**AIM OF THE TASK:** In the column below, where did Charles Krauthammer publish his essay on "Bush haters"?

AUSTIN, Texas - Among the more amusing cluckings from the right
lately is their appalled discovery that quite a few Americans actually think
George W. Bush is a terrible president.

Robert Novak is quoted as saying in all his 44 years of covering politics,
he has never seen anything like the detestation of Bush. Charles
Krauthammer managed to write an entire essay on the topic of "Bush
haters" in Time magazine, as though he had never before come across
such a phenomenon.


Oh, I stretch memory way back, so far back, all the way back to - our
last president. Almost lost in the mists of time though it is, I not only
remember eight years of relentless attacks from Clinton-haters, I also
notice they haven't let up yet. Clinton-haters accused the man of murder,
rape, drug-running, sexual harassment, financial chicanery and official
misconduct, and his wife of even worse.

For eight long years, this country was a zoo of Clinton-haters. Any idiot
with a big mouth and a conspiracy theory could get a hearing on radio talk
shows, "Christian" broadcasts and nutty Internet sites. People with
transparent motives, people paid by tabloid magazines, people with known
mental problems, ancient Clinton enemies with notoriously racist pasts -
all were given hearings, credence and air time. Sliming Clinton was a sure
road to fame and fortune on the right, and many an ambitious young
right-wing hitman - like David Brock, who has since made full confession
- took that golden opportunity.

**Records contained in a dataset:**

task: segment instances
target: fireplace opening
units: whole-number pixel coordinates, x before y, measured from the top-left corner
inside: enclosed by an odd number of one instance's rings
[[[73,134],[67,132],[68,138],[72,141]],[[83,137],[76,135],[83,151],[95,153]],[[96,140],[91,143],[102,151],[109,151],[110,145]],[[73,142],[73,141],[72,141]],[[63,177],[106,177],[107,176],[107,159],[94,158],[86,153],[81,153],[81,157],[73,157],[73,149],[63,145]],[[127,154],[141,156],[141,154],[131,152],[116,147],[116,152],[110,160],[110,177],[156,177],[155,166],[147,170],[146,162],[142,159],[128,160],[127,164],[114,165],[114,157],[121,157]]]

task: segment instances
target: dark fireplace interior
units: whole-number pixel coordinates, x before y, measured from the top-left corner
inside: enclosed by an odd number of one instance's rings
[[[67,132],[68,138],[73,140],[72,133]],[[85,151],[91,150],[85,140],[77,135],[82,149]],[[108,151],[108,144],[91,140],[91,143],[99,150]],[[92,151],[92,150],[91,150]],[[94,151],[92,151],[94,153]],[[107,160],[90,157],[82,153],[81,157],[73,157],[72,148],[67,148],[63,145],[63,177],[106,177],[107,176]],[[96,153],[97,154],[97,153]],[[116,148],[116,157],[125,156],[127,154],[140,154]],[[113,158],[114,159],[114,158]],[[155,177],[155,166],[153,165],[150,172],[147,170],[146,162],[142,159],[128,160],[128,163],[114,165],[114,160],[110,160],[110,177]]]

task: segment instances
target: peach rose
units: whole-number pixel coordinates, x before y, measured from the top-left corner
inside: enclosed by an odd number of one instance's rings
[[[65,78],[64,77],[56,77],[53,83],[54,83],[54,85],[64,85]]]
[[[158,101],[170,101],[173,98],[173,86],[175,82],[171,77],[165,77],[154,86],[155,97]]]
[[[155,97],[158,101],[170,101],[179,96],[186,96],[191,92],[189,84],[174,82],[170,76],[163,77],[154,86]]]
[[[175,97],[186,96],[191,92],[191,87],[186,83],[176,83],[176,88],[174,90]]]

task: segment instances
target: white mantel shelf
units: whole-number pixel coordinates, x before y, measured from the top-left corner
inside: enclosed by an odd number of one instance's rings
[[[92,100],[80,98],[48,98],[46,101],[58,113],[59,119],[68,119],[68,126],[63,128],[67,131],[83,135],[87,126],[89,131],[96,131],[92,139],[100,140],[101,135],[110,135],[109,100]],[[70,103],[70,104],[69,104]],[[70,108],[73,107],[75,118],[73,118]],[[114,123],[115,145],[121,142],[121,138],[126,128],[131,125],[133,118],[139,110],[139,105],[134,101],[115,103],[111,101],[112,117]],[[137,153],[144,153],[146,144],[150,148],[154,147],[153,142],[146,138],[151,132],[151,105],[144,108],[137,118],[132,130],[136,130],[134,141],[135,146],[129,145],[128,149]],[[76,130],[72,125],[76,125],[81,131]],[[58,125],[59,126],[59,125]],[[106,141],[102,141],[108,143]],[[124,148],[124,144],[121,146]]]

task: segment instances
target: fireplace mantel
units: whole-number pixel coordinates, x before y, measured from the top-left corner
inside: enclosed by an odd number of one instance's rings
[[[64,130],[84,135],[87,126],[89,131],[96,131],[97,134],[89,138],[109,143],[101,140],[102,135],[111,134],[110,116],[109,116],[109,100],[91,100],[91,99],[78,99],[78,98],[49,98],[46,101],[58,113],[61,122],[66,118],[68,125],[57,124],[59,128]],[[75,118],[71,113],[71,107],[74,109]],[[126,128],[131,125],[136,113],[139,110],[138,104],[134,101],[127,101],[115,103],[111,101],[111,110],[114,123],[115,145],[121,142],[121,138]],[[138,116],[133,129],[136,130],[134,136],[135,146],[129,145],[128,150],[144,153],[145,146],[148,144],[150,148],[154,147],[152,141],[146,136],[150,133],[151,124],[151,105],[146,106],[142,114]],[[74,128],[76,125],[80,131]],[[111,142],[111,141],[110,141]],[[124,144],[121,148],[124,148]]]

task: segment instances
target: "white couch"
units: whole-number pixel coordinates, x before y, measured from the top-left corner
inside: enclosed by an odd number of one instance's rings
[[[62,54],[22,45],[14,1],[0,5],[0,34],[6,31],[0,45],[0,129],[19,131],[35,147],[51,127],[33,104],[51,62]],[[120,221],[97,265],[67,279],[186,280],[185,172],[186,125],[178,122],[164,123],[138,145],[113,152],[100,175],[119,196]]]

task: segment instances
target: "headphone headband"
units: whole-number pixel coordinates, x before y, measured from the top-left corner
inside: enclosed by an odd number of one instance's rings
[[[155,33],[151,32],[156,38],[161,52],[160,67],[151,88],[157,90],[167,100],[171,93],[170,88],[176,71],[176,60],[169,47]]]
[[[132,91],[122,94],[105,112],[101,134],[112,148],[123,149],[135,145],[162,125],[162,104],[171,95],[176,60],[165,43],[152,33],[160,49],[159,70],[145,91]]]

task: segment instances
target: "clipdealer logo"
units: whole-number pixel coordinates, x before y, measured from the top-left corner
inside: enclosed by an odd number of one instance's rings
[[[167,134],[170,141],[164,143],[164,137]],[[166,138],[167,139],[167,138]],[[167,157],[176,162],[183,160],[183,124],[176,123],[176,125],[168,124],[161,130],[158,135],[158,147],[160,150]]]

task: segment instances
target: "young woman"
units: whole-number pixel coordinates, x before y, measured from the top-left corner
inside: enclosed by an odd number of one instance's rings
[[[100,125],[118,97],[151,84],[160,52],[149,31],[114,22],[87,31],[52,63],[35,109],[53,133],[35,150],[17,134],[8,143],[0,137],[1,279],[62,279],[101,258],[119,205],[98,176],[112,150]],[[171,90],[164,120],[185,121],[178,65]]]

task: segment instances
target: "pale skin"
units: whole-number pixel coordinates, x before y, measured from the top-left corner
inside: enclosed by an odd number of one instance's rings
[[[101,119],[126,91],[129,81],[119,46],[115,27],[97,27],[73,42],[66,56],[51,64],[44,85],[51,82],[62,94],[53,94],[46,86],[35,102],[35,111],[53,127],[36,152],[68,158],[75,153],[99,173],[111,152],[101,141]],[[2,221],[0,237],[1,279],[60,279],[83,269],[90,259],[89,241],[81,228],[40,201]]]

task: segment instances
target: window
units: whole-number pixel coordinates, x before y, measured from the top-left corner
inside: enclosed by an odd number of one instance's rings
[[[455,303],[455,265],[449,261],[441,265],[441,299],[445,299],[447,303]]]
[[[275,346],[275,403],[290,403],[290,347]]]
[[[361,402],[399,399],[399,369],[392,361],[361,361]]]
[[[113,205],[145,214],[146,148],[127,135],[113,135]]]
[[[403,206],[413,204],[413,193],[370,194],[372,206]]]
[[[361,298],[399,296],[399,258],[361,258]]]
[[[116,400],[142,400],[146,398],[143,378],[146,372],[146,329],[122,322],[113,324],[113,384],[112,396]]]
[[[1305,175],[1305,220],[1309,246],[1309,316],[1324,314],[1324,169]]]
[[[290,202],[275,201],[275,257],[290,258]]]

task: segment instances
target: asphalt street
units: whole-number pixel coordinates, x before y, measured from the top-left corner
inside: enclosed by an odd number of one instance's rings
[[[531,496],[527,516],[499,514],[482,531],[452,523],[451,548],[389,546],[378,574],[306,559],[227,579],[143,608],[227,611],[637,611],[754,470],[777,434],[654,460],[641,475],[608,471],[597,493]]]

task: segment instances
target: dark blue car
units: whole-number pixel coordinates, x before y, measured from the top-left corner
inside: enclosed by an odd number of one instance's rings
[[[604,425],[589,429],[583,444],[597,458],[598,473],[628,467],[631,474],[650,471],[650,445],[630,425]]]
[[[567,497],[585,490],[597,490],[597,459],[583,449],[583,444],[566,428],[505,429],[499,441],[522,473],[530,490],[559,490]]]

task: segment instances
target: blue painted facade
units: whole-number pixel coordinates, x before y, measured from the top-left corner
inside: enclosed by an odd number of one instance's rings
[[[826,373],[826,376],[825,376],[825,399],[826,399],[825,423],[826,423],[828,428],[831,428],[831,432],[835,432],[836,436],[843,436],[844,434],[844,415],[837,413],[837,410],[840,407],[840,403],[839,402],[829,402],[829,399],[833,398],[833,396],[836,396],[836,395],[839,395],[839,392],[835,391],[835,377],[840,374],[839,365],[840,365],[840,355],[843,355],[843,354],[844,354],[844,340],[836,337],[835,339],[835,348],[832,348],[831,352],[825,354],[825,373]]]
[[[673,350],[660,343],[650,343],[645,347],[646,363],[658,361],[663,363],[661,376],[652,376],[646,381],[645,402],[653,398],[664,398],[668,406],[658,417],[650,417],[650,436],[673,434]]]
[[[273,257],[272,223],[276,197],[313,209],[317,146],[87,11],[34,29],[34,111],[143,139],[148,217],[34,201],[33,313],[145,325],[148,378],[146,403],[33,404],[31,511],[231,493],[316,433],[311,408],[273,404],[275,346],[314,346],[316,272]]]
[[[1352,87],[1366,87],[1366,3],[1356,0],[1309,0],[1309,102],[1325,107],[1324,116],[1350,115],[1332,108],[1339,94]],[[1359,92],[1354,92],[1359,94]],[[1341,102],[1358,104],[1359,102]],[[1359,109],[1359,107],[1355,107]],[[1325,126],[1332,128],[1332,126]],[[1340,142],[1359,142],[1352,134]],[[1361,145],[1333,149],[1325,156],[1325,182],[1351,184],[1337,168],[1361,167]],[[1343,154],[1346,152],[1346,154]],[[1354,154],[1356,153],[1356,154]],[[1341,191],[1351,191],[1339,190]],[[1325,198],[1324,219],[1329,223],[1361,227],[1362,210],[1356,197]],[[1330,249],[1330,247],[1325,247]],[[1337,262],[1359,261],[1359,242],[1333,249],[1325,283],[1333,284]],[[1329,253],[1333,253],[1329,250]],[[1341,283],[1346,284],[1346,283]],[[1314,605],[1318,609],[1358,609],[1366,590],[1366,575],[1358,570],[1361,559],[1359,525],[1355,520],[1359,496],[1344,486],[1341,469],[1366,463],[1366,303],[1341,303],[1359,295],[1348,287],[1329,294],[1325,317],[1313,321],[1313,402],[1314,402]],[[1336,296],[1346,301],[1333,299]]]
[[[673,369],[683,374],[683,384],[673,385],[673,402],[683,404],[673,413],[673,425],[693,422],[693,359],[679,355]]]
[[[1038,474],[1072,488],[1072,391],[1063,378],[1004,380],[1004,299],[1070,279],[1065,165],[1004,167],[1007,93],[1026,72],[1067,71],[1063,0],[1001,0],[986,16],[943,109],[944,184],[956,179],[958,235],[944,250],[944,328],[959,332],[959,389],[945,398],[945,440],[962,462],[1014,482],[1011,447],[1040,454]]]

**TASK OUTPUT:** Time magazine